## SUPPLIED DATA
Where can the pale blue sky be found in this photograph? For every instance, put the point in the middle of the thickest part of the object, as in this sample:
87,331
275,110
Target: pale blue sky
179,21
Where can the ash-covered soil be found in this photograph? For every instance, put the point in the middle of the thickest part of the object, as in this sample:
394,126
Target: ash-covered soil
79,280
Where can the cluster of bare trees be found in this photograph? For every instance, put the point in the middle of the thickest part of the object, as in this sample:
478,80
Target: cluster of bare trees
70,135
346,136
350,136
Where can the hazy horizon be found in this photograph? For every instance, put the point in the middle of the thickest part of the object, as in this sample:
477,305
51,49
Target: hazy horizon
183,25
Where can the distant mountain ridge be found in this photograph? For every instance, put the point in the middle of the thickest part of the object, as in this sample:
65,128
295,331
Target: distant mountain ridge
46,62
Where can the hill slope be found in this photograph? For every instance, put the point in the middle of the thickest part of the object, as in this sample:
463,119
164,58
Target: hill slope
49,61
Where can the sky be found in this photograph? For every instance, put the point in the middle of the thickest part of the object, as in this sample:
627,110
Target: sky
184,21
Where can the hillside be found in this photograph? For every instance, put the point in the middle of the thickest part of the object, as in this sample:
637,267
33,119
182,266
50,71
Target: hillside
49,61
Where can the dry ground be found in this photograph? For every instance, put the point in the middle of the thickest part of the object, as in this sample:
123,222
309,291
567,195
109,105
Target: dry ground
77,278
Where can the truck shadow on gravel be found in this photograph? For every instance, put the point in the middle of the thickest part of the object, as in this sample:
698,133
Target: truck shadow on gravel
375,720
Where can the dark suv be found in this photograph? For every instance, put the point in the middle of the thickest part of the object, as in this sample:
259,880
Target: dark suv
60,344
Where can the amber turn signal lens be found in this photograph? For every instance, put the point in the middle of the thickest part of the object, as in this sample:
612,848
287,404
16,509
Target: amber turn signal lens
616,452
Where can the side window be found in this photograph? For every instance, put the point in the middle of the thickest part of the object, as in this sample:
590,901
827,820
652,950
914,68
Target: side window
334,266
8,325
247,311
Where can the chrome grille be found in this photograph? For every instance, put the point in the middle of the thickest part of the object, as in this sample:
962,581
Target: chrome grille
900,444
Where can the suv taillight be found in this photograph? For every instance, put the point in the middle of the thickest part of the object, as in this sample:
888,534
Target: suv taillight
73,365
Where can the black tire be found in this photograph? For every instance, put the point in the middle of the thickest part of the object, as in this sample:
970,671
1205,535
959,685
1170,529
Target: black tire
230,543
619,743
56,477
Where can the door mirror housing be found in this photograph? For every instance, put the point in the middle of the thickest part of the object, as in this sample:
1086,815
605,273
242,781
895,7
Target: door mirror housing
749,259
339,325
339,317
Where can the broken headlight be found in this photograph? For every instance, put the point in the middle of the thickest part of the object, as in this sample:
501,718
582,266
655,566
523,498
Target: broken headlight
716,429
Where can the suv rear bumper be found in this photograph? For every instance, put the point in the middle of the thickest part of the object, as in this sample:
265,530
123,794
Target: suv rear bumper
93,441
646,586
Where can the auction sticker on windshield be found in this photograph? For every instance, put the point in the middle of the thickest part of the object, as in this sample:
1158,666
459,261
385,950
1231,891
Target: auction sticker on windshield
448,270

## WHAT THIS TASK INVOLVES
Would you mind copying all of the records exactly?

## ANSWER BELOW
Where can the pale blue sky be found in this photograph? For every instance, put the point in the middle of the thickest part of the object, as in this sample:
87,331
275,110
Target: pale blue sky
179,21
Where can the ash-covered soil be found in this photograph? For every instance, put the point in the middle of the thickest part of the object, as in this sample:
394,126
Target: ash-covered soil
79,280
Where can the cluster of bare trees be found in this photograph? For every instance, put the point in the middle of the thickest part of the object, as in this sample:
478,80
Target: cluster of bare trees
70,135
346,136
350,136
Where can the hazy horizon be found in this photograph? For every instance, put the point in the middle of the thickest part of the object, as in this sample:
477,305
51,49
Target: hazy horizon
183,25
Where can the distant mountain ridge be found in this photograph? For every instance, put the point in the middle of the thickest part of the object, as in this sample:
65,128
295,331
Target: distant mountain ridge
46,62
Where can the hill slope be found in this photograph? For every instance, put the point in the middle of the thickest part of the object, as in this sample:
463,119
164,58
Target: hill slope
49,61
Where can the sky be found in this photograph? For every instance, put the point in the middle of the thickest part of the object, as in this sample:
627,110
Target: sky
184,21
Where can the hillside be found in this photograph? For every instance, put the point in the middle of the thickest part of the object, as in this sample:
637,267
33,119
182,266
50,71
Target: hillside
49,61
Where can the dry ground be found in this photograph? For every instance, put the point in the middle of the thickest part of the object, as in this sample:
123,222
309,291
567,195
109,105
Target: dry ground
77,278
Where can the truck shadow on gravel be found in this photograph? For every instance, put the point in the middle of the thickest part of the object, as in this sample:
698,133
Target: truck shadow on gravel
375,720
Where can the dark suv be found in this photograph? For every instance, put the point in the middle of the thickest part of the object, as in this sample:
259,880
Target: dark suv
60,344
Where can the amber turn signal lens be found in this photograph? For every instance, put the point in the middle of the thickest part of the object, as in this sample:
612,848
287,404
16,509
Target: amber turn signal lens
616,452
Where can the side window be found in this photograph? For every instance, put the point in the middle of the thickest part of the object, as in this sample:
590,901
827,820
652,950
914,68
Target: side window
334,266
8,325
247,311
Where can the chrome grille be found in this photograph? For every instance, put the point in the middle of the thickest part of the object, as in this sample:
962,581
Target: chrome grille
900,444
Where can the suv taillight be found in this photograph? For every instance, put the point in the middle of the thickest part of the object, as in this sample:
888,534
Target: suv taillight
73,365
Where can the black tire be found in this photograph? For every instance, put the point in the middle of the thickest part of the object, as in this sample:
970,671
1205,535
959,685
1170,529
Target: black tire
230,543
619,743
56,477
Where can the door mirror housing be found in this photograph? For every instance, put the point in the middle of the thickest part of the object, as in this sample:
1086,815
605,273
242,781
895,7
Target: door mirror housing
749,259
339,325
339,317
Where can the broken headlight be found in this photograph? For every instance, put the point in the middle of the thickest part of the object, as in this sample:
501,718
582,266
655,566
523,498
Target: broken headlight
716,429
Where can the suv rear bumper be found in this photograph? For every instance, put the point in the middle of the thickest part of the object, as in this sample:
265,530
123,794
Target: suv rear bumper
93,441
646,586
Where can the auction sticker on windshield be found in this photograph? For every instance, put the point in the middle of the thickest part of the object, as in this sample:
1158,666
459,261
385,950
1231,891
Target: auction sticker on windshield
448,270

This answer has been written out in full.